Items —
◆ ◆ ◆

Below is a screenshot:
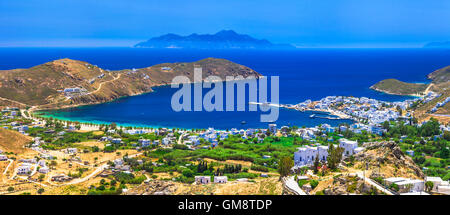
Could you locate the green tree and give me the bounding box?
[313,153,320,174]
[425,181,434,192]
[327,144,344,170]
[278,156,294,179]
[37,188,45,194]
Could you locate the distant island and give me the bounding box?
[134,30,295,49]
[424,41,450,48]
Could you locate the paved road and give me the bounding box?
[356,172,394,195]
[3,159,14,175]
[284,176,307,195]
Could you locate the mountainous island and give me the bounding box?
[0,58,260,109]
[134,30,295,49]
[370,66,450,121]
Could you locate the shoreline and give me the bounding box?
[369,86,425,98]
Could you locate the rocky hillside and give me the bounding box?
[370,63,450,96]
[427,66,450,84]
[0,58,260,108]
[355,142,424,179]
[370,79,428,95]
[0,128,31,153]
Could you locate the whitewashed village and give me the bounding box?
[0,91,450,195]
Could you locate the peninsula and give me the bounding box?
[0,58,260,109]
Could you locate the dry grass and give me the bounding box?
[0,128,31,154]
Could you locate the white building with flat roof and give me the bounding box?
[214,176,228,183]
[339,138,358,156]
[194,176,211,184]
[294,146,328,166]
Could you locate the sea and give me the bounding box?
[0,48,450,129]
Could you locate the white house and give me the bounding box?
[114,159,123,166]
[195,176,211,184]
[339,138,358,156]
[111,138,122,144]
[139,139,151,147]
[17,163,31,175]
[268,124,277,134]
[39,166,50,174]
[294,146,328,166]
[425,177,450,195]
[396,179,425,193]
[214,176,228,183]
[66,148,78,154]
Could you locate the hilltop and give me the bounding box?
[370,66,450,123]
[370,79,428,95]
[370,66,450,96]
[427,66,450,84]
[0,128,31,153]
[0,58,260,108]
[134,30,295,49]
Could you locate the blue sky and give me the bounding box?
[0,0,450,47]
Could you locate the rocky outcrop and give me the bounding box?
[0,58,261,109]
[123,180,176,195]
[355,142,425,179]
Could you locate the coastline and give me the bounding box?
[369,86,430,98]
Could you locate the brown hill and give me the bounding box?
[0,128,31,154]
[427,66,450,84]
[0,58,260,108]
[355,142,424,179]
[370,79,428,95]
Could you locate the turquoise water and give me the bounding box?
[0,48,450,129]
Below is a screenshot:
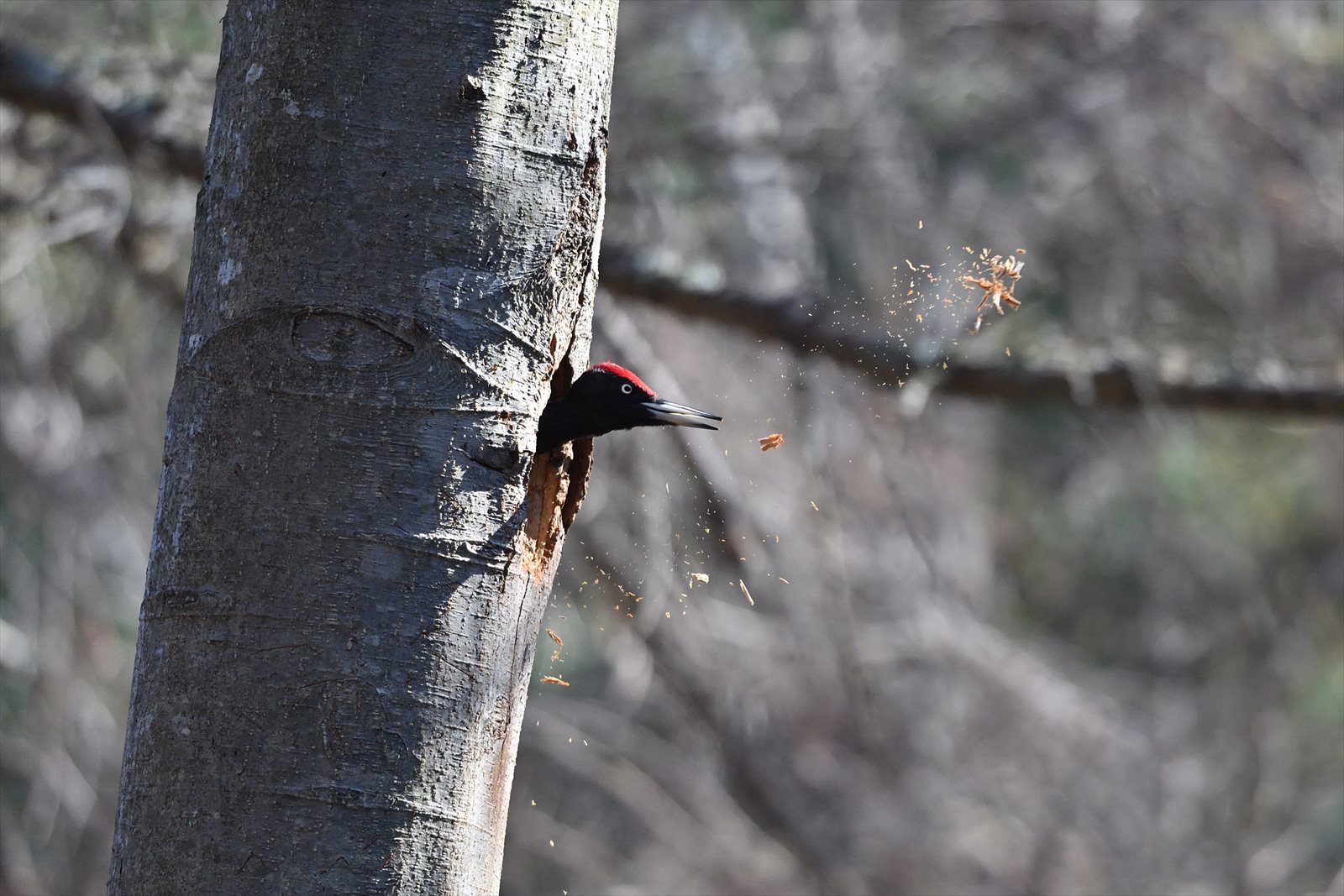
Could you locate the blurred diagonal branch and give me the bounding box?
[602,244,1344,418]
[0,39,206,180]
[0,40,1344,418]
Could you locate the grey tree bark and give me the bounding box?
[109,0,617,894]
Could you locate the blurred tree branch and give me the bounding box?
[602,244,1344,418]
[0,39,206,180]
[0,40,1344,418]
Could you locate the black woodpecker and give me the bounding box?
[536,361,723,454]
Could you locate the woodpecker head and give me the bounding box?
[536,361,723,454]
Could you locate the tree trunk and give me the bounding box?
[109,0,617,894]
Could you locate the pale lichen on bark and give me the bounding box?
[110,0,616,893]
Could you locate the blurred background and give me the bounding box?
[0,0,1344,894]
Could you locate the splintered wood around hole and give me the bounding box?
[520,438,593,582]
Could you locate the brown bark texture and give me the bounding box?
[109,0,617,894]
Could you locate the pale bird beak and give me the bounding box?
[643,401,723,430]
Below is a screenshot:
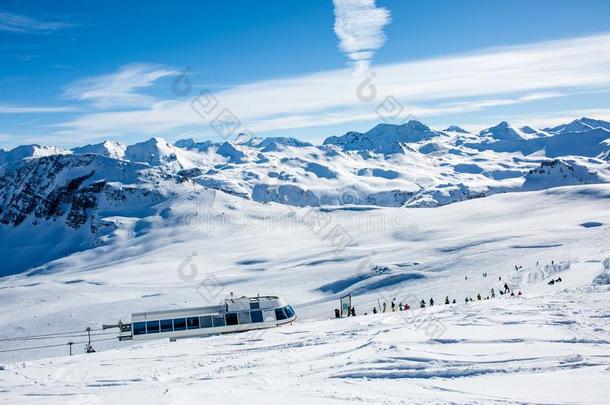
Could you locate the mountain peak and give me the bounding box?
[479,121,523,141]
[71,140,126,159]
[544,117,610,134]
[443,125,468,134]
[125,137,177,166]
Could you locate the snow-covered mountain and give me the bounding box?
[72,141,126,159]
[0,118,610,274]
[0,144,71,166]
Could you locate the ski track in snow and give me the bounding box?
[0,287,610,404]
[0,185,610,404]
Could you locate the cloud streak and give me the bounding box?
[0,104,78,114]
[64,63,178,108]
[333,0,390,71]
[0,12,75,34]
[59,33,610,139]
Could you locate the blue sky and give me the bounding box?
[0,0,610,148]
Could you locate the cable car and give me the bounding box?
[119,296,296,341]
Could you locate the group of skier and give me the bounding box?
[335,266,532,318]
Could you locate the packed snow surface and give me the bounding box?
[0,185,610,404]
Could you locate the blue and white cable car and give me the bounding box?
[119,296,296,340]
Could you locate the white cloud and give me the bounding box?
[333,0,390,71]
[0,12,75,34]
[0,104,78,114]
[54,33,610,139]
[64,63,178,108]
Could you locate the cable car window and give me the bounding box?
[263,309,275,322]
[133,322,146,335]
[250,311,263,323]
[237,312,252,325]
[186,316,199,329]
[214,315,225,326]
[199,315,214,328]
[275,308,287,321]
[225,313,237,326]
[146,321,159,333]
[159,319,174,332]
[174,318,186,330]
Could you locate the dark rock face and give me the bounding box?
[0,155,161,232]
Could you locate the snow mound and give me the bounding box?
[72,141,126,159]
[125,138,179,166]
[0,144,72,166]
[443,125,469,134]
[544,117,610,134]
[324,120,443,155]
[522,159,604,191]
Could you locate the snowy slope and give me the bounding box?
[72,141,126,159]
[0,185,610,358]
[0,118,610,274]
[0,241,610,404]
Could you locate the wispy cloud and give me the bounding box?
[0,12,76,34]
[333,0,390,71]
[54,33,610,139]
[64,63,178,108]
[0,104,78,114]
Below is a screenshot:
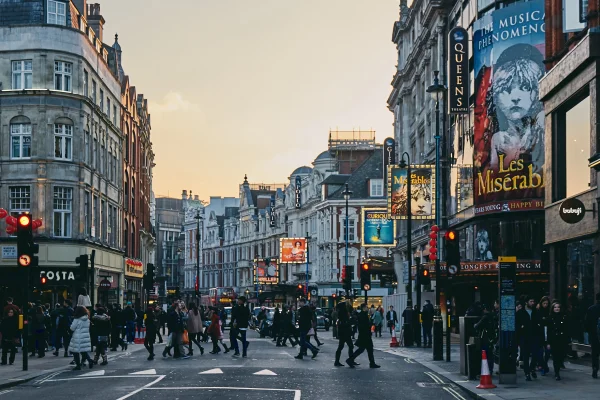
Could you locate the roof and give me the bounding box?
[326,150,384,199]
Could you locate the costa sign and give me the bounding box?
[558,199,585,224]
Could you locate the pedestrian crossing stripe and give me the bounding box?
[79,369,106,378]
[198,368,223,375]
[252,369,277,376]
[129,369,156,375]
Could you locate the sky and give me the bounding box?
[97,0,400,200]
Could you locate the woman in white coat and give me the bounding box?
[69,306,94,371]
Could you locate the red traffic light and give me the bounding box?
[19,215,31,227]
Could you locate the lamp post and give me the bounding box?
[427,71,447,361]
[399,151,413,347]
[194,209,202,304]
[342,183,354,296]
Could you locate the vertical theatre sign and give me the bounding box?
[387,165,435,219]
[449,26,469,114]
[473,0,545,214]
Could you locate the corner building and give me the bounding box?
[388,0,549,315]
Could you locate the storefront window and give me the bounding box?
[566,96,590,197]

◆ ◆ ◆

Goal — The lines to copy run from the line containing "Could you locate the snow mound" through the end of the data above; copy exactly those, minus the pictures.

Completed task —
Could you locate the snow mound and give me the bounding box?
[72,141,126,159]
[125,138,179,166]
[0,144,72,166]
[443,125,469,134]
[544,117,610,134]
[324,120,443,155]
[522,159,604,191]
Could you locate the snowy slope and give me the bounding box?
[72,141,126,159]
[0,185,610,358]
[0,118,610,274]
[0,241,610,404]
Could you locate the wispy cloud and give me the bounding box?
[0,12,76,34]
[333,0,390,71]
[54,33,610,139]
[64,63,178,108]
[0,104,78,114]
Below is a screenshot:
Could you locate the roof and give me the bounding box?
[326,150,384,199]
Could you locate the costa sign and give me the bounding box?
[558,199,585,224]
Could you locate the pedestrian crossing stripe and give me the bounding box?
[79,369,106,378]
[198,368,223,375]
[252,369,277,376]
[129,369,156,375]
Could you locate the sky and give me the bounding box?
[97,0,400,200]
Could you locate the woman in white coat and give me the bounding box?
[69,306,94,371]
Could you locate the red traffic light and give me the bounding box?
[19,215,31,227]
Could you locate the lamp post and give me the bounding box?
[427,71,447,361]
[399,151,413,347]
[194,209,202,304]
[342,183,354,296]
Could you locate the vertical theatre sign and give me the bounding box?
[387,165,435,219]
[449,26,469,114]
[473,0,545,214]
Could you locate the corner building and give me the bounding box?
[388,0,549,315]
Could you locate the storefront window and give me the bounding box?
[566,96,590,197]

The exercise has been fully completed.